◆ What you will do:
Your response needs to be the data below, retyped exactly.

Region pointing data
*** Block opens ***
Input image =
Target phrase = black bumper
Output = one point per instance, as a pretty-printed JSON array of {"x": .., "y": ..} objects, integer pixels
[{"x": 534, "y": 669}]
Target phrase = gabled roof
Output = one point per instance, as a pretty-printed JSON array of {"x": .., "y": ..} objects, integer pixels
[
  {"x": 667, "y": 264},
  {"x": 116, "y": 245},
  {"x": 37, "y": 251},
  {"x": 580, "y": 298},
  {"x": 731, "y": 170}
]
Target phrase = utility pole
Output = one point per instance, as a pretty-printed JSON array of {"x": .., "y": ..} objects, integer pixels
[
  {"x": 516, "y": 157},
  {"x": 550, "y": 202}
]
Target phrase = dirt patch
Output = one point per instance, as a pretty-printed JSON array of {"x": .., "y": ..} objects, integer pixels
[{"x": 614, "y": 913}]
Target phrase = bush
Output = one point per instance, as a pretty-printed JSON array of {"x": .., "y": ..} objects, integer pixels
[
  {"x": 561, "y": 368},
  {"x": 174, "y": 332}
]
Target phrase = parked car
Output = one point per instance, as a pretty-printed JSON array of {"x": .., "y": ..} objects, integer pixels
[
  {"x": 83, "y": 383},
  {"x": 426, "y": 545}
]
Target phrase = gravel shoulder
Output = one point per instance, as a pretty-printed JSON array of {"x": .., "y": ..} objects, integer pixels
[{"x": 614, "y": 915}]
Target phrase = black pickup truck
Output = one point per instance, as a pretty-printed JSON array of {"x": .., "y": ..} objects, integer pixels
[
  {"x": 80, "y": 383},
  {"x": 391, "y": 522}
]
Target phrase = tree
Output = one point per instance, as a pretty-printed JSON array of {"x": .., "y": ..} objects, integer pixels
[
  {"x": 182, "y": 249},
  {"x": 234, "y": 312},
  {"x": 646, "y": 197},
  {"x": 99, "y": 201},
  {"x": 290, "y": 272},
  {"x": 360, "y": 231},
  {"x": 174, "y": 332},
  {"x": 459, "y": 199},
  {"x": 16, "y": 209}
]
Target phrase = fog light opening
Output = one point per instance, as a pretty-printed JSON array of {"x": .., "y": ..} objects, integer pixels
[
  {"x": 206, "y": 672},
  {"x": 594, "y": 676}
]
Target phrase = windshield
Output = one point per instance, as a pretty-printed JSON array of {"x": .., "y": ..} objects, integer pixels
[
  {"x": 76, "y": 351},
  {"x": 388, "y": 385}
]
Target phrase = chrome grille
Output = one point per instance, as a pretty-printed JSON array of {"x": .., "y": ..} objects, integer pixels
*** Block closes ***
◆ Exercise solution:
Input image =
Target phrase = black bumper
Output = one point per instance, as a pretty-printed JSON array of {"x": .., "y": ..} objects, integer pixels
[{"x": 534, "y": 669}]
Target phrase = gabled roof
Output = one point per instance, as a pretty-printed JSON array of {"x": .., "y": ..} objects, integer pixels
[
  {"x": 667, "y": 264},
  {"x": 116, "y": 245},
  {"x": 37, "y": 251},
  {"x": 580, "y": 298},
  {"x": 731, "y": 170}
]
Target phrase = utility pole
Output = one point per instance, as a pretty-printed JSON array of {"x": .., "y": ..} objects, integer pixels
[
  {"x": 516, "y": 157},
  {"x": 550, "y": 202}
]
Target phrase = dirt patch
Output = one point per instance, as a pretty-printed JSON array of {"x": .., "y": ..} objects, integer pixels
[{"x": 614, "y": 913}]
Target phrase = bush
Output = one point per instance, as a pretty-printed JSON array of {"x": .., "y": ..} objects, integer pixels
[
  {"x": 561, "y": 368},
  {"x": 174, "y": 332}
]
Target phrase = parked car
Output = one point per instance, as a pretty-printed JSON array of {"x": .., "y": ..} objects, integer pixels
[
  {"x": 83, "y": 383},
  {"x": 426, "y": 545}
]
Target phrase = gravel shoulder
Output = one point per instance, as a pretty-printed JSON array of {"x": .., "y": ..} objects, integer pixels
[{"x": 614, "y": 915}]
Target phrase = black pickup truck
Output = one point per instance, as a pretty-printed JSON array of {"x": .., "y": ..} objects, integer pixels
[
  {"x": 80, "y": 383},
  {"x": 391, "y": 522}
]
Target phrase = tree
Output = one point per instance, as a pretty-printed JSON array of {"x": .., "y": ..} objects, integer pixels
[
  {"x": 182, "y": 249},
  {"x": 234, "y": 312},
  {"x": 646, "y": 197},
  {"x": 99, "y": 201},
  {"x": 290, "y": 272},
  {"x": 360, "y": 231},
  {"x": 174, "y": 332},
  {"x": 459, "y": 199},
  {"x": 16, "y": 209}
]
Target phrase = fog light opening
Output = one point per instance, as a pretty-printed JSON array of {"x": .., "y": ..} objects, integer pixels
[
  {"x": 206, "y": 672},
  {"x": 594, "y": 676}
]
Target phrase = windshield
Output = one point per instance, as a pretty-printed JSON array of {"x": .., "y": ..} objects, integer pixels
[
  {"x": 76, "y": 351},
  {"x": 388, "y": 385}
]
Target phrase = chrome grille
Output = one point per instance, as a pretty-printed JSON array of {"x": .., "y": ..} objects, integer pixels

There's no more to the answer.